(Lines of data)
+++

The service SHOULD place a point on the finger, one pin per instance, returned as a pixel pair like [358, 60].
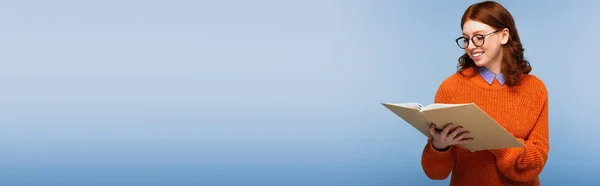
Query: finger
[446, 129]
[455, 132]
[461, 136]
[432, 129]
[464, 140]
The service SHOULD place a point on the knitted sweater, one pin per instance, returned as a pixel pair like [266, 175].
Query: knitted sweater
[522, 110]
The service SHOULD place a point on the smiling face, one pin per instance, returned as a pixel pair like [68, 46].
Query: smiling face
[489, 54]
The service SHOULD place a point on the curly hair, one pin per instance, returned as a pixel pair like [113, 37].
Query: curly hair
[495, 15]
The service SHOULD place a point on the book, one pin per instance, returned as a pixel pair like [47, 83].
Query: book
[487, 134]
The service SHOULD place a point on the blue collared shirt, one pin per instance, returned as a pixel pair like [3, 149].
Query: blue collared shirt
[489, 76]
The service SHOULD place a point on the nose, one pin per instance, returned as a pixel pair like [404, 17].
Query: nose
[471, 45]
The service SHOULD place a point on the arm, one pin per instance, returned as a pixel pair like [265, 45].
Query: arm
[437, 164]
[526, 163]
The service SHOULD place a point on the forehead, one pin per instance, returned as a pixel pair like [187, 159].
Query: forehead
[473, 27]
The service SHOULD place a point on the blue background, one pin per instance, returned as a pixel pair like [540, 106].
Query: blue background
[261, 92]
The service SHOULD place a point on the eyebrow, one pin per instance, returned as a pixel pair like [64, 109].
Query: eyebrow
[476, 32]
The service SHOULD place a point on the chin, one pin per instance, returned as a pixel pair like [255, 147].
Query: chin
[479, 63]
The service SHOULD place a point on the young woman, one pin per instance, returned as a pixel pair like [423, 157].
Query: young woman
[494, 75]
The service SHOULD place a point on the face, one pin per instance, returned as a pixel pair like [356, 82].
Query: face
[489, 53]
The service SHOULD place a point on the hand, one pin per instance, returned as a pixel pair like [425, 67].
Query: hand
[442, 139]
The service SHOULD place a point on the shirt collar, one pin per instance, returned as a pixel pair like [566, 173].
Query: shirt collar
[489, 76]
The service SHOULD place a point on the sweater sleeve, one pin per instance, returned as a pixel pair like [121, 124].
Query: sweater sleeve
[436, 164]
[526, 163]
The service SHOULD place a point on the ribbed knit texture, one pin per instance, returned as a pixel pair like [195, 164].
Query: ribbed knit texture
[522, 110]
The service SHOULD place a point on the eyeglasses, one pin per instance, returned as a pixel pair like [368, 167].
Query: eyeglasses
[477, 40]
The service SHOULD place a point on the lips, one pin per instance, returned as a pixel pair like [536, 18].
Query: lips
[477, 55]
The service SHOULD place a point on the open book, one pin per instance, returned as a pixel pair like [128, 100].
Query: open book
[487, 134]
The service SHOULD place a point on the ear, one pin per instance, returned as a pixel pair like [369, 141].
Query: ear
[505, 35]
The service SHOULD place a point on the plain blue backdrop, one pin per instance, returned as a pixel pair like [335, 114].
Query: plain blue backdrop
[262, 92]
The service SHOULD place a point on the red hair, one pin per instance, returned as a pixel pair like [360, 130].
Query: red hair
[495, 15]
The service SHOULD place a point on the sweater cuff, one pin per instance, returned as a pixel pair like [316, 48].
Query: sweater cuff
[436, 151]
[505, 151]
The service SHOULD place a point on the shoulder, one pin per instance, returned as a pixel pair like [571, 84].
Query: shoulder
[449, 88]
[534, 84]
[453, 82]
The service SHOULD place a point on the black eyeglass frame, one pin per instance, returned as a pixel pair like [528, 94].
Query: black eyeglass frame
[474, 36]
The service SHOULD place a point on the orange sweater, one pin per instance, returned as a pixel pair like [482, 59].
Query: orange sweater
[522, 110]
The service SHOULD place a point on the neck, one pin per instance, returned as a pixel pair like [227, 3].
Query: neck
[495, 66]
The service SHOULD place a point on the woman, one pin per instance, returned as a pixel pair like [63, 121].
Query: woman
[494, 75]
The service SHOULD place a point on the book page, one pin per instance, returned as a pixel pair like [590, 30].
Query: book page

+++

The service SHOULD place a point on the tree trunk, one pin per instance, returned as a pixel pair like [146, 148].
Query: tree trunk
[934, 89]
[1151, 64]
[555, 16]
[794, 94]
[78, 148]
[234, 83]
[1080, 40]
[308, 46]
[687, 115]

+++

- **Do this**
Rewrite everything from the line containing "The service SHOULD place a point on the black" down to the line containing "Query: book page", requests included. Multiply each answer coordinate by 1.7 and round it to a whole number, with halves rounding up, but keep the sample pairs inside the requests as they are.

- **Answer in full**
The service SHOULD place a point on the black eyeglass frame, one pin per instance, returned as a pixel pair like [528, 94].
Query: black eyeglass frame
[806, 61]
The service SHOULD place a point on the orange sweater, one pin per instance, returned as a pixel pair like [482, 59].
Query: orange sweater
[887, 187]
The service SHOULD place a point on the neck, one pin per instance, returned as a pixel pair like [227, 3].
Query: neck
[842, 112]
The service SHOULD place a point on the woman, one pin per instance, returned as a pixel pair like [63, 121].
Query: woman
[840, 128]
The service SHOULD place a point on the book page, one pin per instance, returned as a pixel pair like [590, 30].
Query: book page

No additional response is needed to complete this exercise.